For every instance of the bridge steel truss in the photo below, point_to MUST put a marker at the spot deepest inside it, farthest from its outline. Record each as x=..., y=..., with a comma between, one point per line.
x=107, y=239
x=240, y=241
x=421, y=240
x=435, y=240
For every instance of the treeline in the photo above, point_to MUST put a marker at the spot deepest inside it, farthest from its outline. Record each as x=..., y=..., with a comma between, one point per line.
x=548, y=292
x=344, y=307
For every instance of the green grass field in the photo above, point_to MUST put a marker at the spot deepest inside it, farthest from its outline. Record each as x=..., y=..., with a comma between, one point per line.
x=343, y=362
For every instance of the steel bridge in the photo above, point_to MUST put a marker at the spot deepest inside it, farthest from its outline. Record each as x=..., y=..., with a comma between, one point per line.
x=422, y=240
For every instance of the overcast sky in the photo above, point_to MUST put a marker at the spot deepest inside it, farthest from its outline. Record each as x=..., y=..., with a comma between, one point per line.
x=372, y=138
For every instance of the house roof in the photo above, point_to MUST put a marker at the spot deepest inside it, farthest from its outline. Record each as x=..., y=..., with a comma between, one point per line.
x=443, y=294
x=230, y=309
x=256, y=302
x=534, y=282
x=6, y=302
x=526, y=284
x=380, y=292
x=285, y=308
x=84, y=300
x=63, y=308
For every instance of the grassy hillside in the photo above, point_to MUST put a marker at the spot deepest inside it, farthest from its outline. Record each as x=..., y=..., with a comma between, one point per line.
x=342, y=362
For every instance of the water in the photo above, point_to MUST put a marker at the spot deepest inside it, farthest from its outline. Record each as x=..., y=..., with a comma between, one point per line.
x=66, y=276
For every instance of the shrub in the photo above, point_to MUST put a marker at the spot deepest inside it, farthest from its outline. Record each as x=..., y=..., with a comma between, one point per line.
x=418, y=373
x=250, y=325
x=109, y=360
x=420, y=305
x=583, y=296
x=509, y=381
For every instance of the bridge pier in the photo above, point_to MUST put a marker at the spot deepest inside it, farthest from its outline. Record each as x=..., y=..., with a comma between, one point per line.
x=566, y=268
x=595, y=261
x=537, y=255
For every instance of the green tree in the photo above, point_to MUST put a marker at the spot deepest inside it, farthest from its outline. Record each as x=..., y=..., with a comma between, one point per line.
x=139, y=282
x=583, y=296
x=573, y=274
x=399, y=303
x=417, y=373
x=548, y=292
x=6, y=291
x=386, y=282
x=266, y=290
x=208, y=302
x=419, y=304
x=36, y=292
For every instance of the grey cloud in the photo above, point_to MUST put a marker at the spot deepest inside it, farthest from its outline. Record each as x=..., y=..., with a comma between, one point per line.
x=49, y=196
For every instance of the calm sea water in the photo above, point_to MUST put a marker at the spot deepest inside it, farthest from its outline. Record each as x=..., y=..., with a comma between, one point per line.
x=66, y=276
━━━
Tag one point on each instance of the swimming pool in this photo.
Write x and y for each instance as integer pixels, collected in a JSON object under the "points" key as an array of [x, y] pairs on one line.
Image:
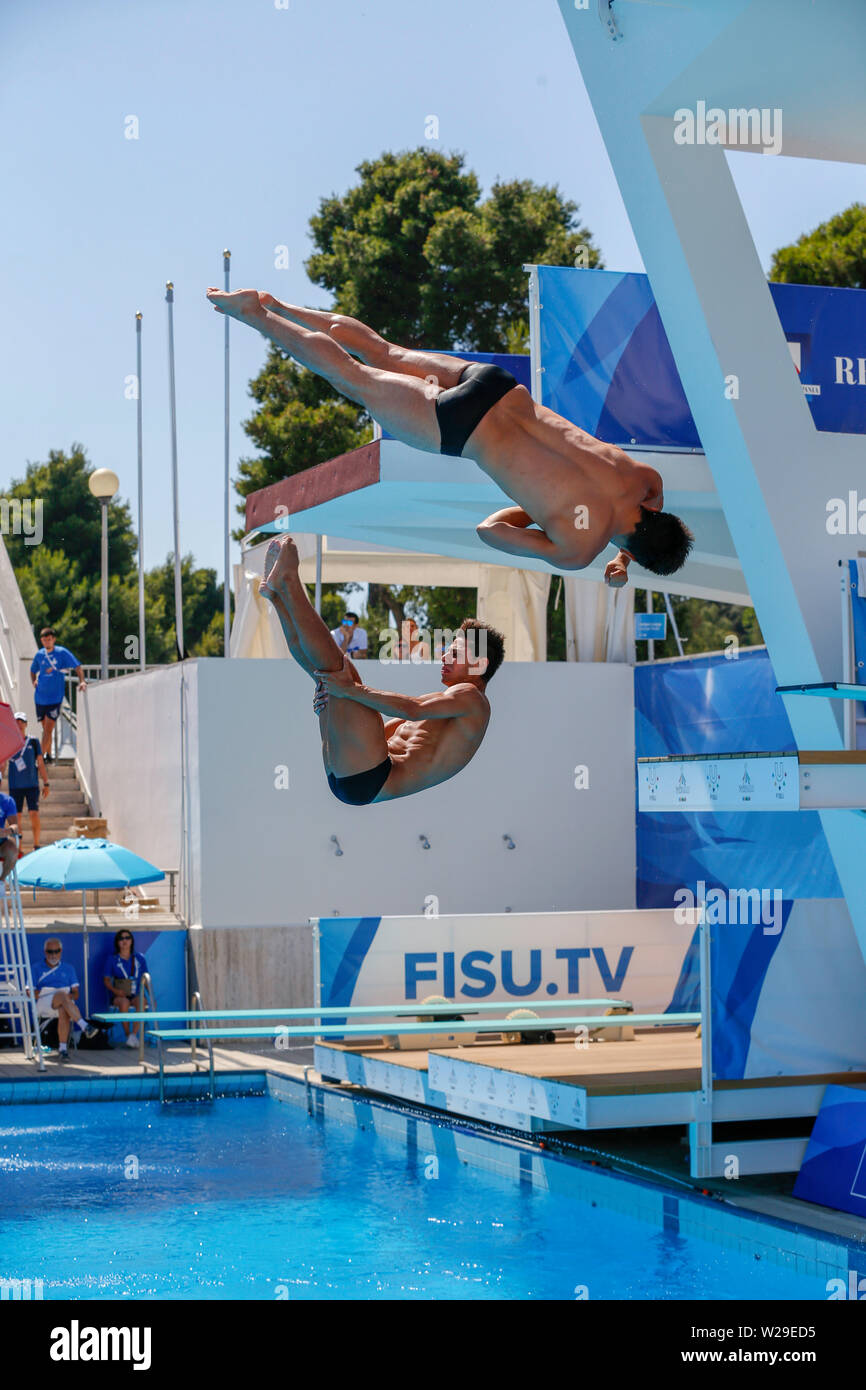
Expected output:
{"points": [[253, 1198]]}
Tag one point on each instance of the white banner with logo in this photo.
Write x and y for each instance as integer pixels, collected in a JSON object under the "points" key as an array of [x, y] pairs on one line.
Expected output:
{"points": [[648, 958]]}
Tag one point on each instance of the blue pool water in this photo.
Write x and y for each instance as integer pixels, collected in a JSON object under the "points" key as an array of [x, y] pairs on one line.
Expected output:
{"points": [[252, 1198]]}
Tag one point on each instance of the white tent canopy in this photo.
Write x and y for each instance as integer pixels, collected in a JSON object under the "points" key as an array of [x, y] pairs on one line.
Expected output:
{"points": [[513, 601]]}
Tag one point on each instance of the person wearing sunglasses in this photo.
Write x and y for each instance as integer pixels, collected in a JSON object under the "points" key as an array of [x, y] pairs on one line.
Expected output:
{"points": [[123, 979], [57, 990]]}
━━━
* **Problem**: In the listing above, which lines include the string "white"? Return every one of them.

* **Result**:
Tag one point on each instance of the white banner with logo in this photo.
Tag one point on each instance of the white tent canopy in this photo.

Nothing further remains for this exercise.